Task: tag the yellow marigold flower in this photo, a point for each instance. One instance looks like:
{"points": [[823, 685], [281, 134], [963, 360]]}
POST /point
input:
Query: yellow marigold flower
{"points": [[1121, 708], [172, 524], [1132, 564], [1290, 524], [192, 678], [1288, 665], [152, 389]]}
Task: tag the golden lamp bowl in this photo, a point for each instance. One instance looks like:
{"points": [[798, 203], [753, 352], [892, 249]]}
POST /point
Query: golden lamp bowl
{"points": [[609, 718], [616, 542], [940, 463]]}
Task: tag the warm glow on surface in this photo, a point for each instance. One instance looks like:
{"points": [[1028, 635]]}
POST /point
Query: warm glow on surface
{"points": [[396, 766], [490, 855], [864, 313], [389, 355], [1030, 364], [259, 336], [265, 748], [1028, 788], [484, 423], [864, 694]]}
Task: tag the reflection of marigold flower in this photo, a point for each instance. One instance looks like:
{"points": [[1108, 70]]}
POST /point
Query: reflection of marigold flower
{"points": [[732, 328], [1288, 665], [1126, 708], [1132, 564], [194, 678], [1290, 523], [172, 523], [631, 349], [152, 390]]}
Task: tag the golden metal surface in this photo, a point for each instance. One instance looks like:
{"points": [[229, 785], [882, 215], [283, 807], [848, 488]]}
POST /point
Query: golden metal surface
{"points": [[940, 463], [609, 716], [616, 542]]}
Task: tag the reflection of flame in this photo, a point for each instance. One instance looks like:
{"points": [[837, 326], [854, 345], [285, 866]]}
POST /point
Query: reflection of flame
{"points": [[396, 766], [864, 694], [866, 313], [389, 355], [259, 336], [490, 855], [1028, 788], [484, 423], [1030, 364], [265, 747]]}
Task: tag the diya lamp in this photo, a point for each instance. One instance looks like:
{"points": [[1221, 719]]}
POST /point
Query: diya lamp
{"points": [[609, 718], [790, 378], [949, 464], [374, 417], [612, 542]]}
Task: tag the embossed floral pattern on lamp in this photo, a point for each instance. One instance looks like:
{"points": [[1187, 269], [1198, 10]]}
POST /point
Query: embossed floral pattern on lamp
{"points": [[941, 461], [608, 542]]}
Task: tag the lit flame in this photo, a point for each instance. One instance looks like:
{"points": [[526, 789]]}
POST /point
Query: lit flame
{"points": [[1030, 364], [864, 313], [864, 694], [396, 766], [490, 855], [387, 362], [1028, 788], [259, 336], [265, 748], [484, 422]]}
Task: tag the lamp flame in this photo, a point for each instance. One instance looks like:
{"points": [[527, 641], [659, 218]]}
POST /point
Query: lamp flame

···

### What you will do
Copy all the lines, exactly.

### The reply
Task: tag the yellow marigold flower in this photo, a point for each instance. One instance looks like:
{"points": [[823, 685], [281, 134], [963, 360]]}
POST /point
input:
Query: yellow marigold flower
{"points": [[1121, 708], [172, 524], [1132, 564], [1290, 524], [192, 678], [1288, 665], [152, 389]]}
Task: tag the golden lamp bowl in this photo, a point for each instance. One instance looks like:
{"points": [[798, 203], [753, 352], [892, 249]]}
POST /point
Query: golden lamp bowl
{"points": [[609, 718], [616, 542], [940, 463]]}
Task: tag the warm glow on surface in this photo, a point for each instance. One instance looks like:
{"points": [[1028, 635]]}
POST /point
Query: warm glow on surface
{"points": [[396, 766], [490, 855], [864, 313], [389, 355], [1030, 364], [259, 336], [265, 748], [1028, 788], [484, 423], [864, 694]]}
Task: tag the reflection of marigold flower in this photo, a point for each instance. One instance looks like:
{"points": [[1108, 70]]}
POST /point
Query: reflection of marigold flower
{"points": [[732, 328], [1288, 665], [1126, 708], [1132, 564], [194, 678], [1290, 523], [172, 523], [631, 349], [152, 390]]}
Task: tag the golden metal surface in this photo, a point for each instance. One instance looks like:
{"points": [[229, 785], [882, 215], [283, 807], [848, 488]]}
POST /point
Query: golden metal surface
{"points": [[940, 463], [609, 716], [616, 542]]}
Task: tag the reflection of flame in this photo, a point for each instance. One instance looks like:
{"points": [[837, 326], [854, 345], [285, 866]]}
POST /point
Query: reflection of flame
{"points": [[396, 766], [864, 694], [866, 313], [389, 355], [259, 336], [490, 855], [1028, 788], [484, 423], [1030, 364], [265, 747]]}
Task: tag the diya lamp in this photo, a point for each instance. One instance looks like:
{"points": [[1221, 719]]}
POST /point
Query: diya lamp
{"points": [[609, 718], [790, 378], [949, 464], [374, 417], [612, 542]]}
Task: tag the embossed floral pattern on lamp in this photo, a point for each instance. One instance looks like:
{"points": [[1187, 269], [1198, 10]]}
POST /point
Query: embossed floral pattern on lamp
{"points": [[941, 461], [608, 542]]}
Task: tag the lit flame in this photo, a point for each instance. One instance looks like:
{"points": [[526, 789]]}
POST /point
Query: lit flame
{"points": [[1030, 364], [864, 313], [864, 694], [396, 766], [490, 855], [387, 362], [1028, 788], [259, 336], [265, 748], [484, 422]]}
Task: tag the lamp flame in this photo, a point for each instance. One instance looks like:
{"points": [[527, 641], [659, 218]]}
POST /point
Query: lamp flame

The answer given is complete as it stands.